EXERCISE BRIEF:
Give every line of the entries below as a JSON list of strings, one string per line, with blank lines left out. Leave the pictures out.

STORED DATA:
>> begin

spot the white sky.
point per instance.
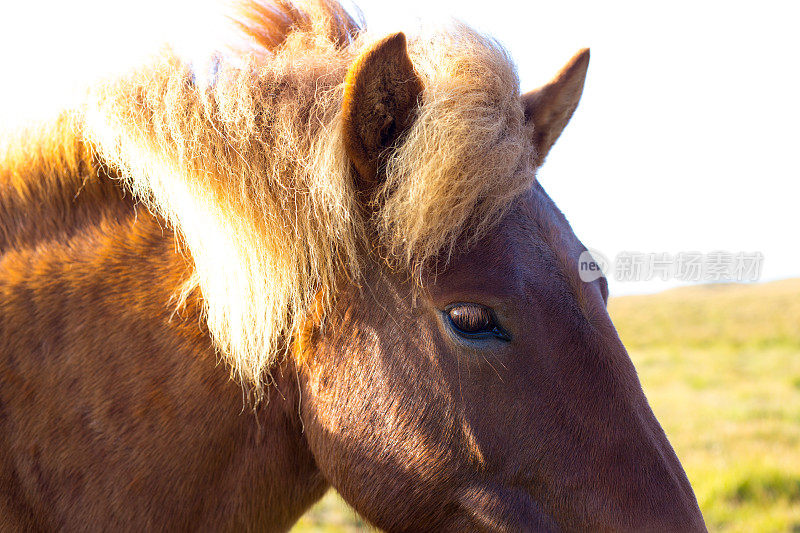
(686, 139)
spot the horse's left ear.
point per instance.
(549, 108)
(380, 101)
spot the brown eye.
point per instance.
(470, 318)
(474, 322)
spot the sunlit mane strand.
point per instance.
(252, 172)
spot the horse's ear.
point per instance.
(380, 101)
(550, 107)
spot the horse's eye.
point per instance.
(474, 321)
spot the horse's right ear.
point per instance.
(549, 108)
(380, 101)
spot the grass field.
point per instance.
(720, 365)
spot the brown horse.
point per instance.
(349, 232)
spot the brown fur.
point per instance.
(166, 235)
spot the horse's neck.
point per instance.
(91, 336)
(51, 187)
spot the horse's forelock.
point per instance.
(252, 172)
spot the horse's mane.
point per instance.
(251, 170)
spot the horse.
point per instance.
(328, 265)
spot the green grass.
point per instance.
(720, 365)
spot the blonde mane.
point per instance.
(251, 169)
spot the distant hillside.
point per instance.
(712, 316)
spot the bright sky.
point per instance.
(686, 138)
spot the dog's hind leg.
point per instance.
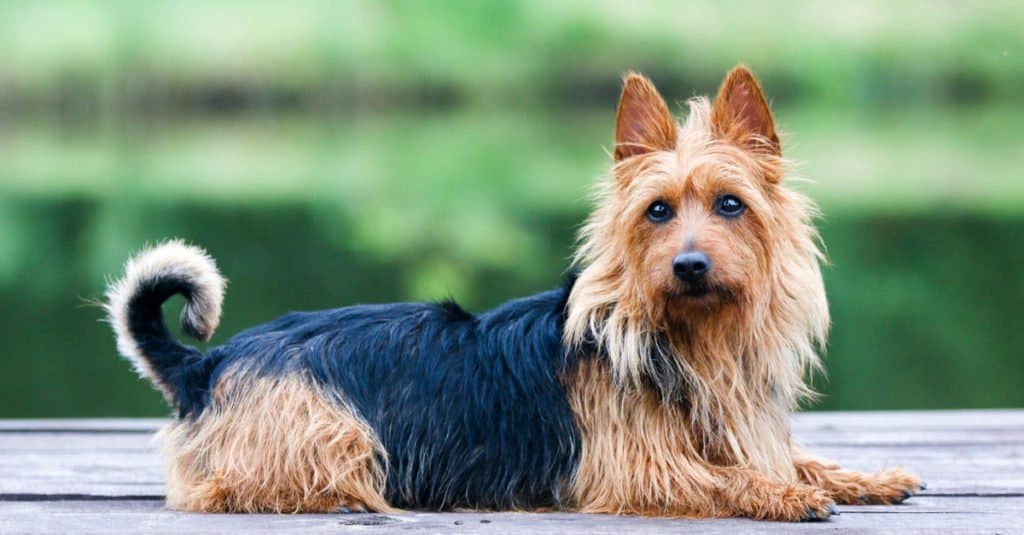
(850, 487)
(275, 445)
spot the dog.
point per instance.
(657, 380)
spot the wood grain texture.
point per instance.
(104, 476)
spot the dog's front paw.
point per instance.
(798, 503)
(888, 487)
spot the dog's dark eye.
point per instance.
(729, 206)
(658, 211)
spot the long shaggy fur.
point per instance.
(273, 445)
(634, 388)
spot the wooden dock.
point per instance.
(104, 476)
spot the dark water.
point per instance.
(927, 307)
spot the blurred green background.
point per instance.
(334, 153)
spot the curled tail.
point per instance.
(133, 307)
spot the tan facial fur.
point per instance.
(742, 351)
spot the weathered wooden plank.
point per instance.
(121, 458)
(931, 516)
(105, 476)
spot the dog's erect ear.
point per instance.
(741, 114)
(643, 123)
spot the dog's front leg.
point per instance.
(748, 493)
(850, 487)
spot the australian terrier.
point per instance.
(658, 380)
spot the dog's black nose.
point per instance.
(691, 266)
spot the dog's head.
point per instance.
(695, 230)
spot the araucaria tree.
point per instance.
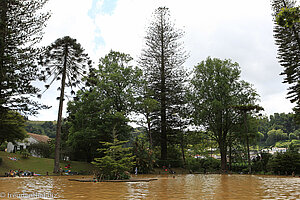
(21, 24)
(215, 91)
(63, 60)
(162, 60)
(104, 106)
(287, 37)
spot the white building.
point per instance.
(32, 138)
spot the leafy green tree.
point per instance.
(21, 24)
(214, 91)
(162, 61)
(248, 110)
(144, 156)
(287, 17)
(287, 162)
(275, 136)
(63, 60)
(41, 148)
(283, 121)
(107, 103)
(117, 161)
(12, 127)
(288, 40)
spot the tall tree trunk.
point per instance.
(59, 118)
(3, 19)
(149, 131)
(248, 154)
(247, 141)
(230, 152)
(182, 152)
(223, 151)
(164, 147)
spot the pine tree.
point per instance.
(21, 24)
(287, 37)
(162, 60)
(63, 60)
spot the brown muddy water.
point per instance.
(198, 186)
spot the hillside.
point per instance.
(39, 165)
(41, 127)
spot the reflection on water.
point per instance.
(245, 187)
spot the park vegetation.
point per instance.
(186, 118)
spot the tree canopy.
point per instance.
(162, 61)
(215, 89)
(21, 25)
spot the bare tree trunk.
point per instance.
(164, 147)
(59, 118)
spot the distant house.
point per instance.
(274, 150)
(32, 139)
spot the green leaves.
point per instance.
(116, 162)
(21, 25)
(288, 17)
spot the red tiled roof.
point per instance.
(39, 138)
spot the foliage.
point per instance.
(287, 162)
(144, 156)
(106, 104)
(116, 81)
(12, 127)
(215, 88)
(203, 165)
(275, 136)
(162, 60)
(116, 162)
(21, 24)
(63, 60)
(41, 127)
(287, 17)
(260, 163)
(42, 149)
(25, 153)
(40, 165)
(288, 40)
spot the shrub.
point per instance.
(42, 149)
(285, 163)
(25, 153)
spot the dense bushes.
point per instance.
(204, 165)
(285, 163)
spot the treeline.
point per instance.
(279, 129)
(178, 109)
(41, 127)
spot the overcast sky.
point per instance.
(241, 30)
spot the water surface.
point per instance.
(198, 186)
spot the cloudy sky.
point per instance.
(241, 30)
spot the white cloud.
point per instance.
(235, 29)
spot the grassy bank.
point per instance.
(39, 165)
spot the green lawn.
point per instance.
(39, 165)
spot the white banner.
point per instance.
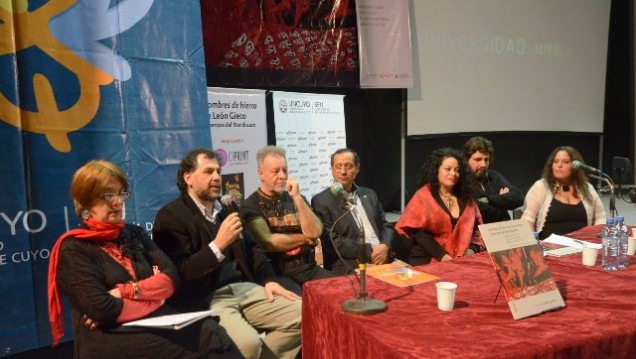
(239, 128)
(384, 36)
(310, 127)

>> end

SOLUTION TO THE PROBLEM:
[
  "spot the white sky.",
  "point per instance.",
  "(686, 139)",
  "spot the horse's left ear.",
  "point per instance.",
  "(549, 108)",
  "(380, 101)",
  "spot the brown eye.",
  "point per instance.",
  "(470, 318)",
  "(474, 322)",
  "spot the sunlit mane strand.",
  "point per instance.",
  "(252, 172)",
  "spot the horse's ear.",
  "point per instance.",
  "(380, 101)",
  "(550, 107)",
  "spot the horse's eye.",
  "point per instance.",
  "(474, 321)",
  "spot the horse's right ear.",
  "point per instance.",
  "(549, 108)",
  "(380, 101)",
  "spot the grass field.",
  "point per instance.",
  "(720, 365)",
  "spot the brown horse.",
  "point per instance.",
  "(349, 232)",
  "spot the brown fur.",
  "point per instance.",
  "(166, 235)",
  "spot the horse's neck.",
  "point per instance.",
  "(91, 336)",
  "(51, 187)",
  "spot the horse's forelock.",
  "point per instance.",
  "(252, 172)",
  "spot the horse's mane.",
  "point per instance.",
  "(251, 170)",
  "spot the horse.",
  "point per instance.",
  "(328, 265)",
  "spot the green grass.",
  "point per instance.",
  "(720, 365)",
  "spot the blonde mane.",
  "point per instance.",
  "(251, 169)",
  "spot the distant hillside.",
  "point per instance.",
  "(712, 316)",
  "spot the bright sky.",
  "point per instance.",
  "(686, 138)",
  "spot the dog's hind leg.",
  "point per instance.",
  "(850, 487)",
  "(275, 445)",
  "spot the dog.",
  "point per instance.",
  "(657, 380)",
  "spot the wood grain texture.",
  "point per instance.",
  "(104, 476)",
  "spot the dog's front paw.",
  "point per instance.",
  "(798, 503)",
  "(888, 487)",
  "spot the dog's dark eye.",
  "point per instance.",
  "(729, 206)",
  "(658, 211)",
  "spot the long shaggy fur.",
  "point per instance.",
  "(273, 445)",
  "(634, 388)",
  "spot the wooden dock.",
  "point per instance.",
  "(104, 476)",
  "spot the dark water.",
  "point per instance.",
  "(927, 307)",
  "spot the blurred green background.",
  "point per instance.",
  "(334, 153)",
  "spot the curled tail.",
  "point per instance.",
  "(133, 307)",
  "spot the tan facial fur.",
  "point per instance.",
  "(742, 351)",
  "spot the weathered wooden plank.",
  "point per instance.",
  "(121, 458)",
  "(931, 516)",
  "(105, 476)",
  "spot the dog's erect ear.",
  "point per instance.",
  "(741, 114)",
  "(643, 123)",
  "spot the dog's front leg.",
  "point per instance.",
  "(748, 493)",
  "(850, 487)",
  "spot the australian terrier.",
  "point per instance.",
  "(658, 380)",
  "spot the dog's black nose.",
  "point per instance.",
  "(691, 266)",
  "spot the dog's head.",
  "point per instance.",
  "(695, 230)",
  "spot the araucaria tree.",
  "point per instance.",
  "(21, 24)",
  "(215, 91)",
  "(63, 60)",
  "(162, 60)",
  "(104, 106)",
  "(287, 37)",
  "spot the white building.",
  "point per instance.",
  "(32, 138)",
  "spot the leafy green tree.",
  "point per instance.",
  "(21, 24)",
  "(214, 91)",
  "(162, 61)",
  "(248, 110)",
  "(144, 156)",
  "(287, 17)",
  "(287, 162)",
  "(275, 136)",
  "(63, 60)",
  "(41, 148)",
  "(283, 121)",
  "(107, 103)",
  "(117, 161)",
  "(12, 127)",
  "(288, 40)",
  "spot the tall tree trunk.",
  "point per instance.",
  "(59, 118)",
  "(3, 19)",
  "(149, 131)",
  "(248, 154)",
  "(247, 141)",
  "(230, 152)",
  "(182, 152)",
  "(223, 151)",
  "(164, 147)",
  "spot the pine tree.",
  "point per instance.",
  "(21, 24)",
  "(287, 37)",
  "(162, 60)",
  "(63, 60)",
  "spot the brown muddy water.",
  "point per instance.",
  "(198, 186)",
  "spot the hillside.",
  "point per instance.",
  "(39, 165)",
  "(41, 127)",
  "spot the reflection on water.",
  "point per instance.",
  "(245, 187)",
  "spot the park vegetation.",
  "point per instance.",
  "(186, 118)",
  "spot the tree canopy.",
  "point per instance.",
  "(162, 61)",
  "(215, 89)",
  "(21, 25)",
  "spot the bare tree trunk.",
  "point per instance.",
  "(164, 147)",
  "(59, 118)",
  "spot the distant house.",
  "point per instance.",
  "(274, 150)",
  "(32, 139)",
  "spot the green leaves.",
  "point per instance.",
  "(116, 162)",
  "(21, 25)",
  "(288, 17)",
  "spot the red tiled roof.",
  "point per instance.",
  "(39, 138)",
  "spot the foliage.",
  "point per instance.",
  "(287, 162)",
  "(144, 156)",
  "(106, 104)",
  "(116, 81)",
  "(12, 127)",
  "(215, 88)",
  "(203, 165)",
  "(275, 136)",
  "(162, 60)",
  "(116, 162)",
  "(21, 24)",
  "(63, 60)",
  "(41, 127)",
  "(287, 17)",
  "(260, 163)",
  "(42, 149)",
  "(25, 153)",
  "(40, 165)",
  "(288, 40)",
  "spot the shrub.",
  "point per instance.",
  "(42, 149)",
  "(285, 163)",
  "(25, 153)",
  "spot the dense bushes.",
  "point per instance.",
  "(204, 165)",
  "(285, 163)",
  "spot the treeline.",
  "point per instance.",
  "(279, 129)",
  "(178, 109)",
  "(41, 127)",
  "spot the overcast sky.",
  "point per instance.",
  "(241, 30)",
  "spot the water surface.",
  "point per instance.",
  "(198, 186)",
  "spot the cloudy sky.",
  "point per instance.",
  "(241, 30)",
  "spot the white cloud.",
  "point per instance.",
  "(235, 29)",
  "spot the grassy bank.",
  "point per instance.",
  "(39, 165)",
  "spot the green lawn.",
  "point per instance.",
  "(39, 165)",
  "spot the white banner.",
  "point per instance.",
  "(239, 128)",
  "(384, 36)",
  "(310, 127)"
]